Excerpt provided:
-- begin --
[FRIAM] Fundraiser by Christina Z. : Ohoris Staff Relief Fund

uǝlƃ ☣ gepropella at gmail.com
Wed Apr 22 17:55:28 EDT 2020


8^) Sorry. I didn't intend to accuse anyone of purposefully manipulation. That's why I mentioned the Telephone Game. It doesn't matter what we intend, the message will get perverted. ("The only problem with communication is the illusion that it exists." -- somebody somewhere I'm too lazy to look up.)

For me, it's "Do what thou wilt". If you want to spend hours scouring 990's and build expert systems or constraint optimizers to tell you which charity to give to, that's fantastic. But don't, at the end of the day, pomp around town spouting how your money's more effective than others. (This is said not to anyone here, but to the EA people.) If you want to toss $100 bills out the window at homeless people, that's fantastic. I choose to donate to nonprofits I care about (like for Debian or psychedelic research). And I have friends who volunteer for the red cross. So I like to toss some money that way. To my mind, any overhead (even if it's 90%) they use off my donation to pay the staff or raise other funds is their business. I try not to micromanage. Similarly, if the homeless guy takes my $5 and buys some Strawberry Hill, more power to him. It was a gift and he can use it as he pleases.

The "how are you going to spend this if I give it to you" sounds a lot like "Get off my lawn!"


On 4/22/20 2:43 PM, Steven A Smith wrote:
> glen -
> 
> I definitely didn't intend to *invert* your intention... I *did*
> understand (roughly) that it is arrogant to believe that *I* can
> engineer a better altruism than say Red Cross or Habitat for Humanity or
> the Social Welfare apparatus of my city/state/national/UN efforts.
-- end --
Data provided:
-- begin --
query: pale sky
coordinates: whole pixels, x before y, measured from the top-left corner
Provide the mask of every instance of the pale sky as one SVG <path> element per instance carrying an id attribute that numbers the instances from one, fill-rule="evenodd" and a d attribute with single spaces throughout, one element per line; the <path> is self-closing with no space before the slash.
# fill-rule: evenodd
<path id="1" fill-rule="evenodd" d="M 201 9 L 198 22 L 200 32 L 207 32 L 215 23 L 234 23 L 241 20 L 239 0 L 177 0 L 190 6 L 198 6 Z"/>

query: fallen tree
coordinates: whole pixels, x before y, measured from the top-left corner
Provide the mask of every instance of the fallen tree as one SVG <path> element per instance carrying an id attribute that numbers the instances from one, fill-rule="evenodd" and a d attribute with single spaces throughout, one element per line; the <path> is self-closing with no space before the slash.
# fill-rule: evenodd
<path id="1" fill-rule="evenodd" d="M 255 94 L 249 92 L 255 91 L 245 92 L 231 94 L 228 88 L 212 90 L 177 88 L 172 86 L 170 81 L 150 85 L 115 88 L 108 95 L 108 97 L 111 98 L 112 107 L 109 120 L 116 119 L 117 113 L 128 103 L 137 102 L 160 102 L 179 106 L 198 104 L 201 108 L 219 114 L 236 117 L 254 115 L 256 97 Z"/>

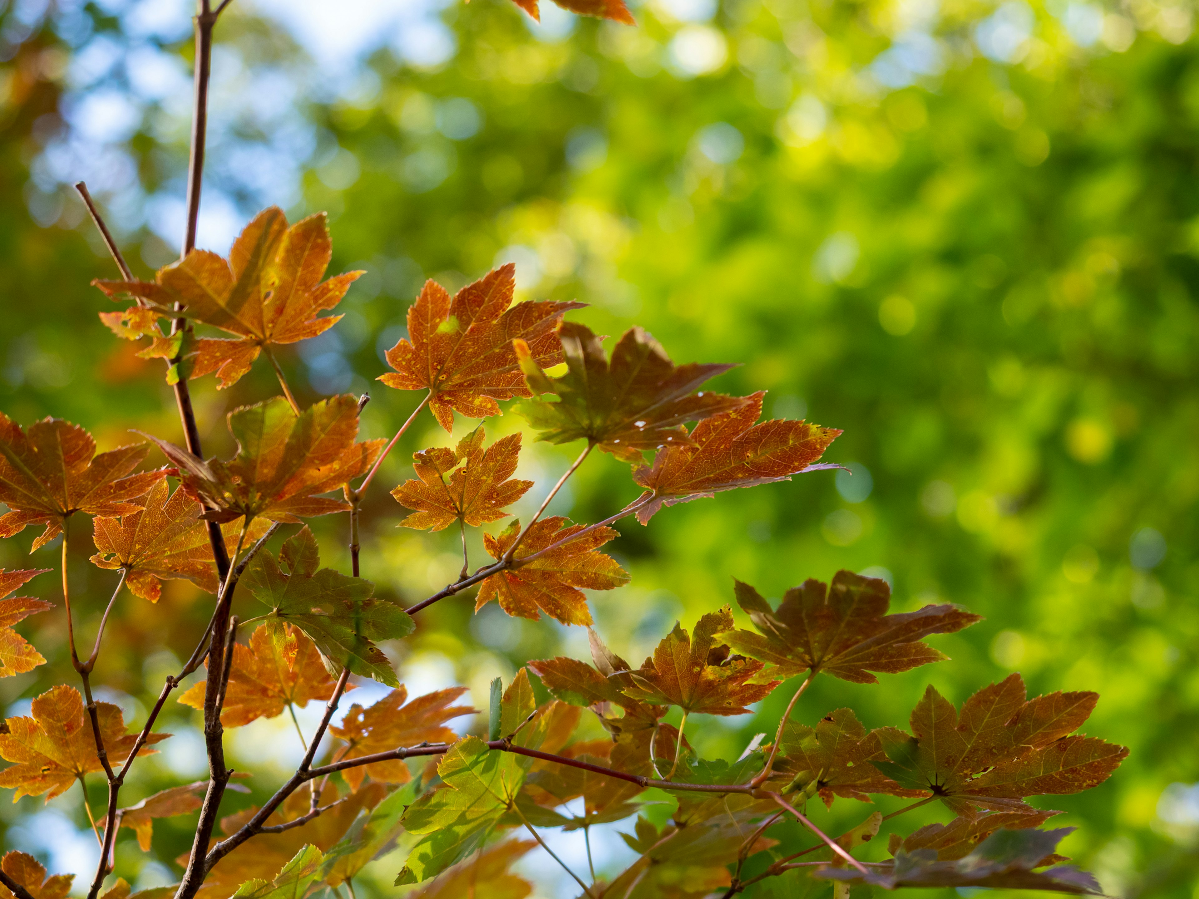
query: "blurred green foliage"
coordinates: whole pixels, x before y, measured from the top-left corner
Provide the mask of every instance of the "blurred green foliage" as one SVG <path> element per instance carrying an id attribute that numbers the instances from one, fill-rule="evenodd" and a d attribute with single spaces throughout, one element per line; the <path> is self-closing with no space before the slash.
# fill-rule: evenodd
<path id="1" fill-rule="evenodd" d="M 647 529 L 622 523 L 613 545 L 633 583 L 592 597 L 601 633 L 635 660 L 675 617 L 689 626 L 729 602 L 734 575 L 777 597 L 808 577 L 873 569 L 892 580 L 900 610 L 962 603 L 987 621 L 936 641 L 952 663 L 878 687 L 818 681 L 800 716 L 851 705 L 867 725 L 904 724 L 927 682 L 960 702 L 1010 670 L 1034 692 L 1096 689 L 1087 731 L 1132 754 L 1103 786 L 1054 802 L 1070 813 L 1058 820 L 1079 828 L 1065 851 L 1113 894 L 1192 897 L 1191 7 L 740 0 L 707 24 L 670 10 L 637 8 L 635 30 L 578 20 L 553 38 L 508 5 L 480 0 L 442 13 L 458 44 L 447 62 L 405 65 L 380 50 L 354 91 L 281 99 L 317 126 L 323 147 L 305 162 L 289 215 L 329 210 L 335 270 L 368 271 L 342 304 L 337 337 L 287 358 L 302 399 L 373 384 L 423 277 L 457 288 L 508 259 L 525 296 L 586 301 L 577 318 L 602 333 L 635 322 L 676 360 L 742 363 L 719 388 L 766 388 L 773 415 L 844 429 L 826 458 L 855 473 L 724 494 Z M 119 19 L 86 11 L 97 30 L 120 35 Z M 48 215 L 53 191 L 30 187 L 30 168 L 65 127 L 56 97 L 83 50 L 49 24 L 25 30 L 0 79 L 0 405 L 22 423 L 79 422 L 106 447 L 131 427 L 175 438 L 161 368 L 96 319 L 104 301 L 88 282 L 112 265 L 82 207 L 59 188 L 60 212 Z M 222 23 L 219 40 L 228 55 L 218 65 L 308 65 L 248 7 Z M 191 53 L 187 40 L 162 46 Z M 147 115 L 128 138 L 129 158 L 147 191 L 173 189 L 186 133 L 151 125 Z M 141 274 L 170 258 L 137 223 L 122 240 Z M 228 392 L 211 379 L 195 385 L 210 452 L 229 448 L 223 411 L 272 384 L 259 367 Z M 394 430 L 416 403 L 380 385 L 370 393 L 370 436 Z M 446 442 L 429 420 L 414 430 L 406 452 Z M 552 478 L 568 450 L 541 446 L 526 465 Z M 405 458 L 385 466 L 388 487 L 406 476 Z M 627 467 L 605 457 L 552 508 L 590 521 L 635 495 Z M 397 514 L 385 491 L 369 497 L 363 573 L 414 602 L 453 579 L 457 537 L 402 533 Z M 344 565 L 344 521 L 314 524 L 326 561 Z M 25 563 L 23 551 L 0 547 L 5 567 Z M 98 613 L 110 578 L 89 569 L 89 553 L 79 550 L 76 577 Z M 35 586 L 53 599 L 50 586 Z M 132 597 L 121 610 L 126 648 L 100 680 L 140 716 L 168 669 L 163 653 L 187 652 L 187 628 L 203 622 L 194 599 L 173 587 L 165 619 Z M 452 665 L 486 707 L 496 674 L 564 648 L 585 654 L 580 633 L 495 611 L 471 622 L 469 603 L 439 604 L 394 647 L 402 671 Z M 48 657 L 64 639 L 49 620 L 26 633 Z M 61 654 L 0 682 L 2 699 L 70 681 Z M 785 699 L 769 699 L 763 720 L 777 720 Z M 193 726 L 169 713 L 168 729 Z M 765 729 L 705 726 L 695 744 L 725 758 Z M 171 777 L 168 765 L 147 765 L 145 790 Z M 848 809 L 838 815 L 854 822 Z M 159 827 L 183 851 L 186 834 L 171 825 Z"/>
-- end --
-- begin --
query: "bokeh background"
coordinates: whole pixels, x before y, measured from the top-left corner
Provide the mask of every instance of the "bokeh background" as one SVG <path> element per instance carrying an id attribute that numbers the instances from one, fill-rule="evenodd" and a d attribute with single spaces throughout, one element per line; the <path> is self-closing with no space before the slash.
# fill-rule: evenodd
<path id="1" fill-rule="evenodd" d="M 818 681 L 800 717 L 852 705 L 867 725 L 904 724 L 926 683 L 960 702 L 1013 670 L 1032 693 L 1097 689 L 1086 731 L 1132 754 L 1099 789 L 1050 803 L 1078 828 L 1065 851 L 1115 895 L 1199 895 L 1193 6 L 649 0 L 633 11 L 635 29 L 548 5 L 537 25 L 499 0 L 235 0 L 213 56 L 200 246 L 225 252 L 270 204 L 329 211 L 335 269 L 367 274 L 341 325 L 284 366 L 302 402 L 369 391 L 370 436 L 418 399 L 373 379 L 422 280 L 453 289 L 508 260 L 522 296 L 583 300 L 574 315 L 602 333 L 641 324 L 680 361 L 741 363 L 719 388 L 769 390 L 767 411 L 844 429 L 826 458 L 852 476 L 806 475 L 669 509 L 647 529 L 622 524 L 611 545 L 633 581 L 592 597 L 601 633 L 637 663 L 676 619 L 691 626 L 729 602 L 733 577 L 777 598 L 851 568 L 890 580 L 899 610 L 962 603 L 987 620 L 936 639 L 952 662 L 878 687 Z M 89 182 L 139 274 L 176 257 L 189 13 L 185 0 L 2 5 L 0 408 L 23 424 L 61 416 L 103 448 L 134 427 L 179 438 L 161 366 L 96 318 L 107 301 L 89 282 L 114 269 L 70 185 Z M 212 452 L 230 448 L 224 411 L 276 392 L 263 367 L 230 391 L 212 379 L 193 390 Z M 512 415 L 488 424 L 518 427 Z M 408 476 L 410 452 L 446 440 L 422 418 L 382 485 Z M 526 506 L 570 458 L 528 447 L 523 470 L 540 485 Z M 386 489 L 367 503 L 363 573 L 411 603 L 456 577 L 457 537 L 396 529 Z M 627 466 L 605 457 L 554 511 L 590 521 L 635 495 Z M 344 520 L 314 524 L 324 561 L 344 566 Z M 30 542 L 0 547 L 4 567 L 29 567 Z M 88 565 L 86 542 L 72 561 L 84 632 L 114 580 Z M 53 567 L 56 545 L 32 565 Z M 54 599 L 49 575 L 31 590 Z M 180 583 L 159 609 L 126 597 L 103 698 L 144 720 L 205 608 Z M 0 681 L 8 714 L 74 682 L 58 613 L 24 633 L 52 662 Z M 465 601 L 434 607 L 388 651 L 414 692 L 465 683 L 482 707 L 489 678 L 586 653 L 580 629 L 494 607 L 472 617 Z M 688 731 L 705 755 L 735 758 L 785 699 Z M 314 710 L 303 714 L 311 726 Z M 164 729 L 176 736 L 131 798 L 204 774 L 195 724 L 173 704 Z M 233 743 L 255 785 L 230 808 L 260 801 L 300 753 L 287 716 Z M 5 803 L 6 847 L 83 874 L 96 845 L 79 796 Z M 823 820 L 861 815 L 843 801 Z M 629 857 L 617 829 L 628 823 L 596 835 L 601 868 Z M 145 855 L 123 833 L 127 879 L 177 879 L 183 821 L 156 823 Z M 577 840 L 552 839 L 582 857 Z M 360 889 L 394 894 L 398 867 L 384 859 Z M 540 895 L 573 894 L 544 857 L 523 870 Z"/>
-- end --
-- begin --
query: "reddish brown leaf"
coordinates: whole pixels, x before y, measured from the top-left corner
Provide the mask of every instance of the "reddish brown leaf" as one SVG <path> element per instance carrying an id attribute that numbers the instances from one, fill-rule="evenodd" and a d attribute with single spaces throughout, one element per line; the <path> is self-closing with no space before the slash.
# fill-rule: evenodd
-- end --
Complete the following:
[1] Answer these about the post:
(a) What two causes does the writer give as examples of nonprofits they donate to?
(b) Who does the writer say volunteers for the red cross?
(c) Which two organizations does Steven A Smith name when he calls it arrogant to think he can engineer a better altruism?
[2] Please transcribe the post, starting with "For me, it's" and going on through "as he pleases.".
Answer using only the post.

Exercise results:
[1]
(a) Debian and psychedelic research.
(b) The writer's friends.
(c) Red Cross and Habitat for Humanity.

[2]
For me, it's "Do what thou wilt". If you want to spend hours scouring 990's and build expert systems or constraint optimizers to tell you which charity to give to, that's fantastic. But don't, at the end of the day, pomp around town spouting how your money's more effective than others. (This is said not to anyone here, but to the EA people.) If you want to toss $100 bills out the window at homeless people, that's fantastic. I choose to donate to nonprofits I care about (like for Debian or psychedelic research). And I have friends who volunteer for the red cross. So I like to toss some money that way. To my mind, any overhead (even if it's 90%) they use off my donation to pay the staff or raise other funds is their business. I try not to micromanage. Similarly, if the homeless guy takes my $5 and buys some Strawberry Hill, more power to him. It was a gift and he can use it as he pleases.